* _QUESTIONS_:
A. Reproduce the passage about the K-Wings marketing team word for word, between "Six different women" and "of Business Operations.", inclusive.
B. Write the next part of the article about Toni Will and the K-Wings, starting after its final sentence.

* _PAGE EXCERPT_:
Six different women collaborate on the K-Wings marketing efforts that led to the team winning the ECHL’s Marketing Department of the Year award in 2020. This group is led by Sarah Olszowy, Greenleaf Hospitality Group’s Vice President of Marketing, and Toni Will, the K-Wings Governor and Director of Business Operations.
Will has been nominated as a finalist for the ECHL’s Executive of the Year three times and is one of two women on the league’s Board of Governors. She also serves on the league’s Team Services Committee and last year served on the COVID-19 Committee.
As the leader of the K-Wings staff that won two 2020 league awards, including Ticket Department of the Year for year-over-year growth, Will was also named one of GHG’s Managers of the Year.
“I love what I do, and to see that it comes through, I’m really proud of that,” said Will. “I pour everything that I am into my job and I want to make sure that we’re represented well, not only in the ECHL, but in Kalamazoo. I’m really proud of that and I hope more than anything I continue to be a good role model to my kids and that one day they want to achieve those things too.”
Will recently spoke at Discover Kalamazoo’s celebration for National Girls and Women in Sports Day and was a panelist this month for the ECHL’s Women in Leadership forum. Shebest also loves giving advice to anyone who aspires to work in sports.

Stored data entries:

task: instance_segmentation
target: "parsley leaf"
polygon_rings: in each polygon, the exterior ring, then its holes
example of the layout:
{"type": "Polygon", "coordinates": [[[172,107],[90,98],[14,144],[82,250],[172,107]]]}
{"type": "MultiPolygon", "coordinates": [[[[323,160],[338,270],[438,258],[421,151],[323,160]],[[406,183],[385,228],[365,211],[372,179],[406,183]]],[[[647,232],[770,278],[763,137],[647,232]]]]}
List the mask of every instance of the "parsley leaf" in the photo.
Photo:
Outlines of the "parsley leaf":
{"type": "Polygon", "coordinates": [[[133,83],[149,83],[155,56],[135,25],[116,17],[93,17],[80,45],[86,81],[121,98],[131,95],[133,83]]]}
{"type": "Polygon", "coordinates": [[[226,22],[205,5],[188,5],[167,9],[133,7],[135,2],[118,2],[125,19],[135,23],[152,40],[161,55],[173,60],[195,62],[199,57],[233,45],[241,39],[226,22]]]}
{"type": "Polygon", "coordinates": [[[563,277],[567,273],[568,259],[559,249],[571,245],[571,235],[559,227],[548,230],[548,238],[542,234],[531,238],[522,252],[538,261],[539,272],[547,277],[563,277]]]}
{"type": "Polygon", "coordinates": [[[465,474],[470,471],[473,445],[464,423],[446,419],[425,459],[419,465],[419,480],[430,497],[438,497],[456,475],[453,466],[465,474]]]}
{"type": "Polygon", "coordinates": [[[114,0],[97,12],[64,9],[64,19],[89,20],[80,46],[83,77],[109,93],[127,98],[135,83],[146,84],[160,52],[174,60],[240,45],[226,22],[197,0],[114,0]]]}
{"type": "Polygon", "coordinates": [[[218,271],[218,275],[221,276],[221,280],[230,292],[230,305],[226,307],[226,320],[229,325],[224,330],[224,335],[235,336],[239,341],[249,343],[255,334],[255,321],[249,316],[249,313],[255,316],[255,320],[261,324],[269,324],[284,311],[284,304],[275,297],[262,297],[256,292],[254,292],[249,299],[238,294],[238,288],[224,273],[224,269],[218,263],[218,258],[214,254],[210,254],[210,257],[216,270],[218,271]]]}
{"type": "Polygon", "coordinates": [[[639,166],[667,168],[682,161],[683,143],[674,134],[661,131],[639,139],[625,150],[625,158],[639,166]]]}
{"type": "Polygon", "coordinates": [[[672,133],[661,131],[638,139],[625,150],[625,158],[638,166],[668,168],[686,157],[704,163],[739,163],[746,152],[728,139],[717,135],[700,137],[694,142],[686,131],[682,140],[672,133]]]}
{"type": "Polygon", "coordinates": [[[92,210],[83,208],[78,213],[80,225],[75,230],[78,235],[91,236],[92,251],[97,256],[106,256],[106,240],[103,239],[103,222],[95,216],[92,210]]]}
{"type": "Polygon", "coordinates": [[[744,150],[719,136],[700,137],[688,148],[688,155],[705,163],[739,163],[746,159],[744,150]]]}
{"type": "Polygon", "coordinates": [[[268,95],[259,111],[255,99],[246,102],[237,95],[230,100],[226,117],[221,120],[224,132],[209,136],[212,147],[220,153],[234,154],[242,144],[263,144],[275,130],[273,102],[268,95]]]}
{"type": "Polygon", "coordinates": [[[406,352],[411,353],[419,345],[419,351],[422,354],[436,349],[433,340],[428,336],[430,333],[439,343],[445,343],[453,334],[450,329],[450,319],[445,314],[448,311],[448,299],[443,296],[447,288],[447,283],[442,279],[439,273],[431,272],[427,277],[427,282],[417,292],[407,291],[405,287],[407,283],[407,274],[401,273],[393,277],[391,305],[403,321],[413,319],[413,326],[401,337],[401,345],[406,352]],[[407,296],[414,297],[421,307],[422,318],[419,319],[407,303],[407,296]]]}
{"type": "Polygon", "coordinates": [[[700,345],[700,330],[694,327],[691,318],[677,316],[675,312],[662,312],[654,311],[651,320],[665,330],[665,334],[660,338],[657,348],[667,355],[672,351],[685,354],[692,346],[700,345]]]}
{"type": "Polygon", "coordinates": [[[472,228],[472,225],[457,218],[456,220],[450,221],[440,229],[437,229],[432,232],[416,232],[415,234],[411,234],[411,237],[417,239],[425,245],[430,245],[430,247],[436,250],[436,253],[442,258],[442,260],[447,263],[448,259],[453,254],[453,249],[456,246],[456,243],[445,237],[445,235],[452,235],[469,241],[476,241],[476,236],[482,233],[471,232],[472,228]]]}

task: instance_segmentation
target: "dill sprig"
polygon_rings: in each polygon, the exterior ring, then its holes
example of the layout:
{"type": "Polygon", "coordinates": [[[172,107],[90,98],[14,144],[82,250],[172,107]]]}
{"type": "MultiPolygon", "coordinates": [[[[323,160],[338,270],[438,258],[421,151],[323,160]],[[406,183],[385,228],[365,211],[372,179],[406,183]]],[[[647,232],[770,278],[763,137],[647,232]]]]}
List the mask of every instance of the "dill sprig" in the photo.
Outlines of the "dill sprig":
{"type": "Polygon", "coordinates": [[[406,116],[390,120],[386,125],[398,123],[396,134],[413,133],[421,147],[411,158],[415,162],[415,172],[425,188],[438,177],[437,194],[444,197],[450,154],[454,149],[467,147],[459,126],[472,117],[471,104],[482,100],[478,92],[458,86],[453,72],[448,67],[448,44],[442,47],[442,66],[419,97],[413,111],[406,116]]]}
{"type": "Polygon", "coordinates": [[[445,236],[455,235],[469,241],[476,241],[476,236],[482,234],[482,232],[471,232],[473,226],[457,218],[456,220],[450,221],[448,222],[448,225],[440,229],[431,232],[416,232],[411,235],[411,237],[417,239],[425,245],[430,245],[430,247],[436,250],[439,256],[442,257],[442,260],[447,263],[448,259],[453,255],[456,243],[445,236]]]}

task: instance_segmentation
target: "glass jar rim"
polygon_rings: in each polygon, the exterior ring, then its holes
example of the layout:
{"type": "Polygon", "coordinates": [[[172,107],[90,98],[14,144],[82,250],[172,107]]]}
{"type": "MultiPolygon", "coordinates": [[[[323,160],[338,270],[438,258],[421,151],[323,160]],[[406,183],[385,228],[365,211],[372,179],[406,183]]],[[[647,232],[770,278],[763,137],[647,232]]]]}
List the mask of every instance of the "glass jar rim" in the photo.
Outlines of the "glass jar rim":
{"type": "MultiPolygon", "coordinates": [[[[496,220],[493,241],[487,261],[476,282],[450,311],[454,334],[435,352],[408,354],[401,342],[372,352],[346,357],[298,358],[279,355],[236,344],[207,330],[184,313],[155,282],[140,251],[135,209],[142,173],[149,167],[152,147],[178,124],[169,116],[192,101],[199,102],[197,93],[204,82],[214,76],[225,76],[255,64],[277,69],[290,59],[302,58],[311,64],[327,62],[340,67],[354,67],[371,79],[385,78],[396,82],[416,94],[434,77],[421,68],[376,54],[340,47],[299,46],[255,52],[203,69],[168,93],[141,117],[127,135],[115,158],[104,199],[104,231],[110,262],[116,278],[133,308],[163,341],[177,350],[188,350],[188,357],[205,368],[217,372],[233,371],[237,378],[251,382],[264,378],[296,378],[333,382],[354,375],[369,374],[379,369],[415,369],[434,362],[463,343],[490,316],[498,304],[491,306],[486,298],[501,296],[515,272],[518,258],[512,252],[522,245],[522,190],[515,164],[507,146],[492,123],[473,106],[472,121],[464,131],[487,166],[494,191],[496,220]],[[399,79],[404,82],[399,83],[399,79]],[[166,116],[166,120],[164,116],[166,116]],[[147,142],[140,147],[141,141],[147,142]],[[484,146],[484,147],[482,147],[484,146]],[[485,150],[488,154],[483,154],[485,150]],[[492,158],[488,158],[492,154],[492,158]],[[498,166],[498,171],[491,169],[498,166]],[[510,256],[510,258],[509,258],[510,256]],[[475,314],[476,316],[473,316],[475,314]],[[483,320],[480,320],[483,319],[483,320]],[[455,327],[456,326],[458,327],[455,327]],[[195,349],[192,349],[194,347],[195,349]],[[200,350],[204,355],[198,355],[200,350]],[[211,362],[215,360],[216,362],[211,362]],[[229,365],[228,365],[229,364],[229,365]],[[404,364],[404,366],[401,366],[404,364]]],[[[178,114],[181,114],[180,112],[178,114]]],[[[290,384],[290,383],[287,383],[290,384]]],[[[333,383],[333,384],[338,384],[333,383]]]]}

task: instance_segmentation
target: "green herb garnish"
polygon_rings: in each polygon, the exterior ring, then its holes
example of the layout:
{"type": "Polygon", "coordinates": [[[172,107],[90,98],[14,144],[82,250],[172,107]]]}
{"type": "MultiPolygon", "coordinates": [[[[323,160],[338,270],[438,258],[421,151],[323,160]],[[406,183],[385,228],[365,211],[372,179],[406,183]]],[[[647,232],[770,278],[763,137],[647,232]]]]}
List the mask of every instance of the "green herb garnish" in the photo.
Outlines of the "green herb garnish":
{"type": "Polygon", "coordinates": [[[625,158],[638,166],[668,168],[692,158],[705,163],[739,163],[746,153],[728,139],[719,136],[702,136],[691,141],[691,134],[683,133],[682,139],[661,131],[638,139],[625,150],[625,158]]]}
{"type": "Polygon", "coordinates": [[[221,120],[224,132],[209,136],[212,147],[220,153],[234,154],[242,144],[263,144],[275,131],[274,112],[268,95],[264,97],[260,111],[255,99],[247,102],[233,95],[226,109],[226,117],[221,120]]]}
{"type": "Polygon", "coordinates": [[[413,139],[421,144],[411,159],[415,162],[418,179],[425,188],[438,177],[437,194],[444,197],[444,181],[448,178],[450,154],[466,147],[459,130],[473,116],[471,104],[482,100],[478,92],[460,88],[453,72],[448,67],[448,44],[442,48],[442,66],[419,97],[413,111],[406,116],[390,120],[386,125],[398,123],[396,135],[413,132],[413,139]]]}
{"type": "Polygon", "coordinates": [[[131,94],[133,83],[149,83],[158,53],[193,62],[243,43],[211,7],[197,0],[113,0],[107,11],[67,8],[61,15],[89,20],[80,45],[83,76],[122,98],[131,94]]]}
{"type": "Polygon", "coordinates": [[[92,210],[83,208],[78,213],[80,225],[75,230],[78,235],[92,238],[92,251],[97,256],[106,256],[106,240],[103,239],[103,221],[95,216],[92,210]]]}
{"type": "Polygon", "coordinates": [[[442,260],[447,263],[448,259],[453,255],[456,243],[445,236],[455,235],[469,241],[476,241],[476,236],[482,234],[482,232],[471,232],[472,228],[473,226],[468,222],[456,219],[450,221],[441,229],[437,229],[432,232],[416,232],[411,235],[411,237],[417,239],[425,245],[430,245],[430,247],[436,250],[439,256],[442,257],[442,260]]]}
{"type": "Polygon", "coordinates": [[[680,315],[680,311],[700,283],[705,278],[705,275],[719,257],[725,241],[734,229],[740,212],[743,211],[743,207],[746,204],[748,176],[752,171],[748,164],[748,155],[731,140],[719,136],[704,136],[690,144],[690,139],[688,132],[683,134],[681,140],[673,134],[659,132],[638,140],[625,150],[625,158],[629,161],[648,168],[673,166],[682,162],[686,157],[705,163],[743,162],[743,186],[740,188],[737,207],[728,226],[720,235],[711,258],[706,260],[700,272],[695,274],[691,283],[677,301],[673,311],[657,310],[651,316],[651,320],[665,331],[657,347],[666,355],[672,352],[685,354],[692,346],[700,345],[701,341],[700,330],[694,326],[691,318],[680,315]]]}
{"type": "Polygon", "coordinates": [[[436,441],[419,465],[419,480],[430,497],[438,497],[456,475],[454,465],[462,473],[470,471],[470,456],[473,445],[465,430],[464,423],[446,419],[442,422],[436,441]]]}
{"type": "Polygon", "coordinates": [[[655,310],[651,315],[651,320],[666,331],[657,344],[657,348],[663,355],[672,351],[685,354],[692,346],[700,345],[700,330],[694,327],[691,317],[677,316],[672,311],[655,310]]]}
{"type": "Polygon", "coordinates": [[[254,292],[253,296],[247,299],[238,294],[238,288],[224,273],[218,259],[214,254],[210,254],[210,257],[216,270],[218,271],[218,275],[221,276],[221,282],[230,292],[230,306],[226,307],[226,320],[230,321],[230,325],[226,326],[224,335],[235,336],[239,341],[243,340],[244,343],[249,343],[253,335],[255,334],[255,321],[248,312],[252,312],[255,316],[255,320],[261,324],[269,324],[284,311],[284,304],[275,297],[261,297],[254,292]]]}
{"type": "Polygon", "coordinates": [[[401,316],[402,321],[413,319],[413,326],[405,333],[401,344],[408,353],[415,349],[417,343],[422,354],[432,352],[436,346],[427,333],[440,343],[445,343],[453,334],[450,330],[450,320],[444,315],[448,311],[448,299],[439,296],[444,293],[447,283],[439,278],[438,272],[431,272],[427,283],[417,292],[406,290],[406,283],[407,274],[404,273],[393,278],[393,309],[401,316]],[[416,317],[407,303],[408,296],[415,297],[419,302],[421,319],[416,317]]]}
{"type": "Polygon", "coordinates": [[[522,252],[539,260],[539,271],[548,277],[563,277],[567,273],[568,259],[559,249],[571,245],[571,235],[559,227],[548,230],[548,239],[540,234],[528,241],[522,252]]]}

* _WRITTEN ANSWERS_:
A.
Six different women collaborate on the K-Wings marketing efforts that led to the team winning the ECHL’s Marketing Department of the Year award in 2020. This group is led by Sarah Olszowy, Greenleaf Hospitality Group’s Vice President of Marketing, and Toni Will, the K-Wings Governor and Director of Business Operations.

B.
“What I’ve said to people who have asked me [for advice] is learn the sport to begin with,” said Shebest. “If you don’t know something, ask. People are great at answering questions. Be professional. A lot of times people get star struck around players or front office people. But be professional, learn the sport and do the best you can.”
I’m proud work alongside Shebest in the press box and proud to team up with Will, Ekola, Olszowy and her team in the front office. Let them serve as great examples and role models for girls and women that hockey is, indeed, for everyone.
Bird’s-Eye View is a Kalamazoo Wings blog, written by the team’s Director of Public Relations/Broadcaster John Peterson. The thoughts, opinions and behind-the-scenes stories are that of the writer alone and not a reflection of the organization as a whole. Fans are welcome to submit questions and ideas for future blog posts to firstname.lastname@example.org. Enjoy!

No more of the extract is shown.